=== WRITTEN TASK ===
Arrange only the rows starting at the line containing "Autonomous forklift vision pipeline — detect the girl's" and ending at the line containing "394,757,451,811" as a two-column CSV with columns instruction and answer, one line per row, each field quoted and with line breaks replaced by spaces. Leave out the picture.

=== MATERIAL ===
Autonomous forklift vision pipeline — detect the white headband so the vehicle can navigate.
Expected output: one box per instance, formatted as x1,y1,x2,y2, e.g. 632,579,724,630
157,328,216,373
==
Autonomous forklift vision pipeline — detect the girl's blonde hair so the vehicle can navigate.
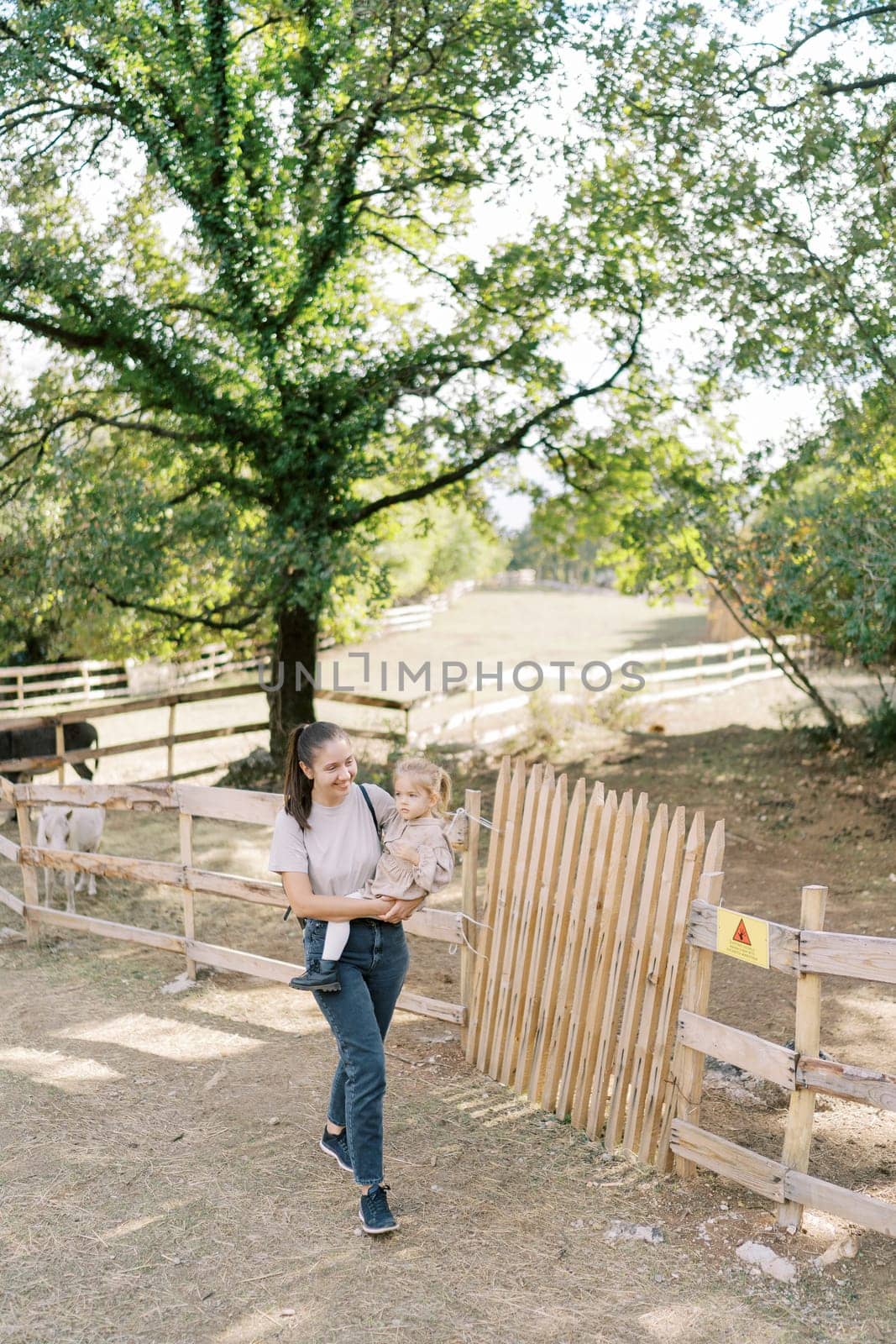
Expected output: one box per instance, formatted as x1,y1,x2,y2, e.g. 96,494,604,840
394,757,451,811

=== ANSWER TO THIS PROBLEM ===
instruction,answer
"Autonomous forklift vision pipeline — detect the girl's blonde hair so the vehicle can navigate. Expected output: one box per instance, formatted as x1,y1,x2,y2, e.g. 96,494,604,840","394,757,451,811"